**TEXT**:

[start]

1. Find the names of all employees who are currently in projects and are whose designation is as given (say ‘C1’).

STEP 1: Problem Definiton:
o Context
  • a. Employee_portfolio table has employee details – name and designation
  • b. Employee_Project_Team has details of all employees who were / are working on a given project
  • c. If date_end is null, then the project is the currently active project for the given employee

o Input – A designation code
o Output – List of names of employees
  • a. With the given designation
  • b. Who are currently active in at least one project


o Special considerations
  • a. Same employee is active on multiple projects?
  • b. Multiple employees match the requirement

  • c. No employees match the requirement

o Sample scenario - Input ‘C1’ => Output ‘Ryan’


STEP 2: Solution Approach:
• Find employees who are currently active:
  • o Criteria – end_date is null in employee_project_team table
  • o Output required for further matching – emp_id
  • o Intermediate solution:
  •  SELECT emp_id from employee_ project_team
  •  where date_end is null


• Get employee name based on previously got ids
  • o Criteria – designation is as given in input on the employee table
  • o Addl. Criteria – emp_id in output of previous query
  • o Output required: emp_name
  • o Intermediate solution:
  •  select emp_name from employee_portfolio where designation = ?
  •  and emp_id in ?previous_output?



NOTE: Approach can be reversed to filter first by designation as well
STEP 3: Sample Test Cases

1. Input ‘C2’ => Output ‘Mark’
2. Input ‘C1’ => Output ‘Ryan’
3. Input ‘VP’ => Output None

NOTE
Missing test case: multiple output scenario
Need to add data to demonstrate multiple records
This step can also be interchanged with step 2
STEP 4: Dry Run

1. Intermediate result of query irrespective of input is 3251, 4562
2. Mapped names are: Mark, Ryan
3. If input is
  • a. C1 – further filter on employee returns Ryan
  • b. C2 – further filter on employee returns Mark
  • c. VP - further filter on employee returns no result



NOTE: Dry run will vary if approach is reversed
STEP 5: Translation Approach

The translation approach is depicted as sub-bullets (Intermediate Solution) in STEP 2: Solution approach.

NOTE:
Though intermediate solution is inserted above – it is expected that the part is filled only at this point of time. Insertion is done above just to show mapping between these steps
Also note that intermediate solution testing is skipped as this is a solution for a paper test.

[end]

**JOB A**:
List the special considerations that the SQL walkthrough above gives under its problem definition.
**JOB B**:
According to the SQL walkthrough, why is intermediate solution testing skipped?
**JOB C**:
Translate this sentence from the SQL walkthrough into Spanish: "The translation approach is depicted as sub-bullets (Intermediate Solution) in STEP 2: Solution approach."

**MATERIAL PROVIDED**:
[start]

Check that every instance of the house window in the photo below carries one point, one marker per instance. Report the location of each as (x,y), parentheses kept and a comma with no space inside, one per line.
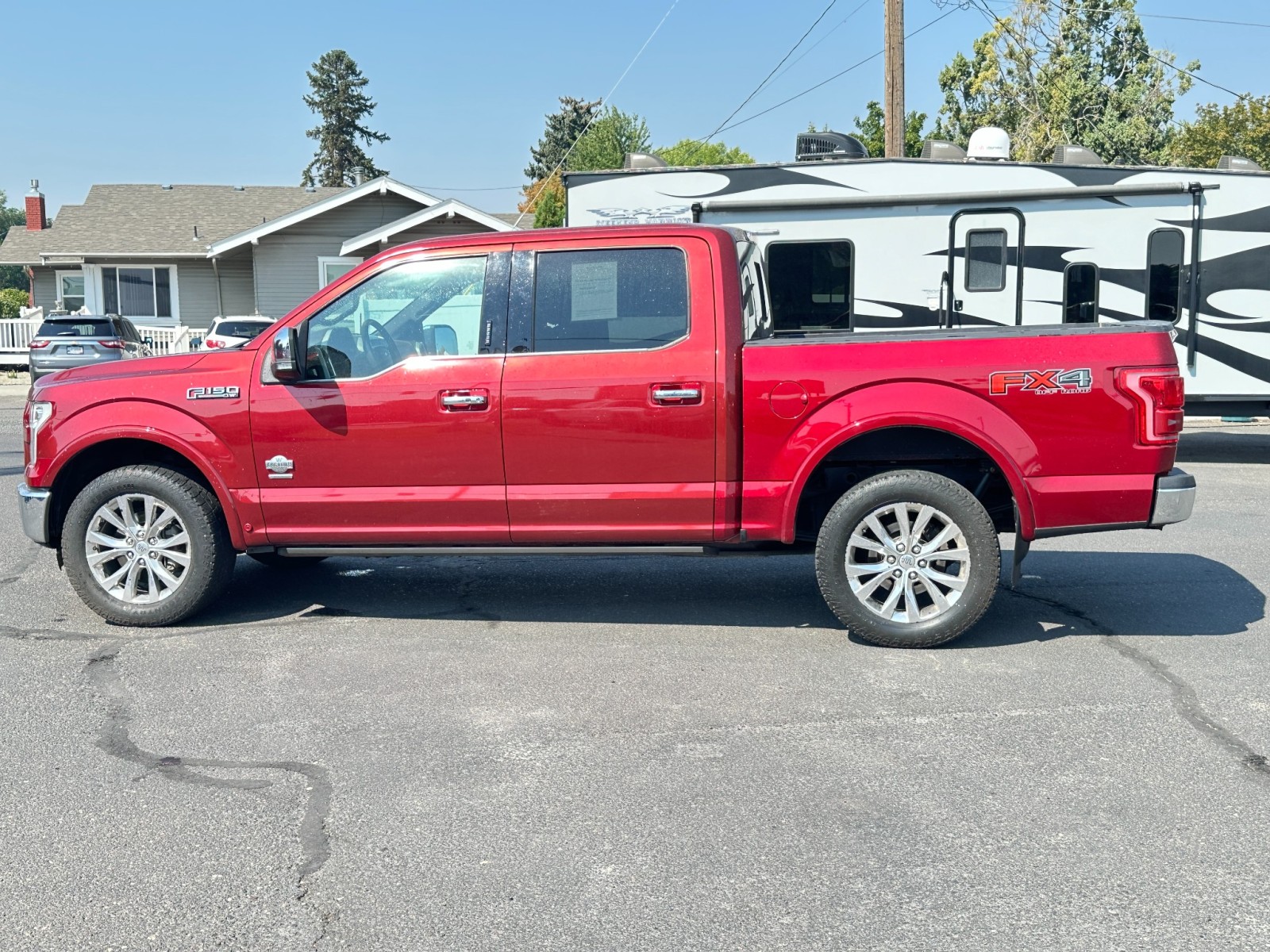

[end]

**EXERCISE SOLUTION A**:
- Same employee is active on multiple projects
- Multiple employees match the requirement
- No employees match the requirement

**EXERCISE SOLUTION B**:
It is skipped because this is a solution for a paper test.

**EXERCISE SOLUTION C**:
El enfoque de traducción se representa como subviñetas (Solución intermedia) en el PASO 2: Enfoque de la solución.